### Exercise aim
In the data below, count how many lines contain "like" and give that number by itself.
####################
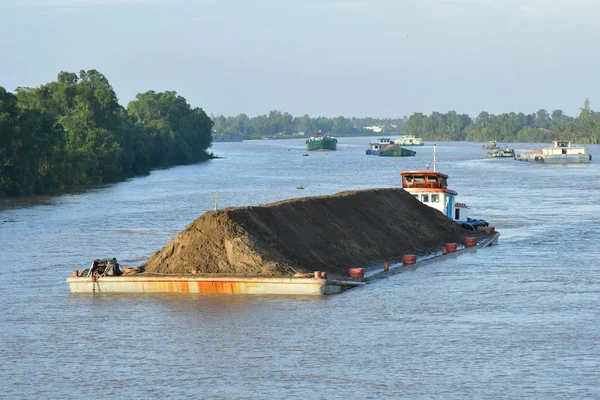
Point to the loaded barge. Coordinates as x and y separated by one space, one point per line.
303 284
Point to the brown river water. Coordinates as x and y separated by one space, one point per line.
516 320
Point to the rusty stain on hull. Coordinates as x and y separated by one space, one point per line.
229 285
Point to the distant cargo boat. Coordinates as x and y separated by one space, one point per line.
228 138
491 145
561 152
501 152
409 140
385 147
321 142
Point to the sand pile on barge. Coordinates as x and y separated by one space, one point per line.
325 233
####################
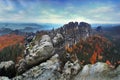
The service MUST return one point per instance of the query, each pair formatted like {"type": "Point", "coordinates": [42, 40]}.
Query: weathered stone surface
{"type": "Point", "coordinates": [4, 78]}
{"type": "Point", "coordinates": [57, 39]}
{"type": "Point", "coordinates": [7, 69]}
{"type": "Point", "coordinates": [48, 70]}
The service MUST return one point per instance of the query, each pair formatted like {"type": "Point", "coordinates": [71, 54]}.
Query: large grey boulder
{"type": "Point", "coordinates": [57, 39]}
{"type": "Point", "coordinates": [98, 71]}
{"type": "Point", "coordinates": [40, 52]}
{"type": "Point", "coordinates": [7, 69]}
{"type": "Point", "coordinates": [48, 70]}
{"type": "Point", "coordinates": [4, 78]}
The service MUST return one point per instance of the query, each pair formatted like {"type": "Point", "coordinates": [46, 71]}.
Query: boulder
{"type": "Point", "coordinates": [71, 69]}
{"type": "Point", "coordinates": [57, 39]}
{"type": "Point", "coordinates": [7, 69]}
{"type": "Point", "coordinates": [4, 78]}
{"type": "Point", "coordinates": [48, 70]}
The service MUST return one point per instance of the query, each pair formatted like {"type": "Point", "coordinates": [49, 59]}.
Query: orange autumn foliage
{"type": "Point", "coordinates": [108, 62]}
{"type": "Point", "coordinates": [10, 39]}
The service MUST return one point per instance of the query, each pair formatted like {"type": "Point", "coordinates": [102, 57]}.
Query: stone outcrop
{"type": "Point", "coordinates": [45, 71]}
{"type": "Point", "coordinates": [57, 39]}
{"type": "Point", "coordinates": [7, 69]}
####################
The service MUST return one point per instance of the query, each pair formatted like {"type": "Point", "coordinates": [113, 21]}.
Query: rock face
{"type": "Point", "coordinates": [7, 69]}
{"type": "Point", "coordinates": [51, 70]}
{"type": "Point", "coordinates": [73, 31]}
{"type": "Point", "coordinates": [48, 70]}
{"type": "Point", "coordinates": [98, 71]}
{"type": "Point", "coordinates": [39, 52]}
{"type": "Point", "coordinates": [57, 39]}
####################
### Answer to this problem
6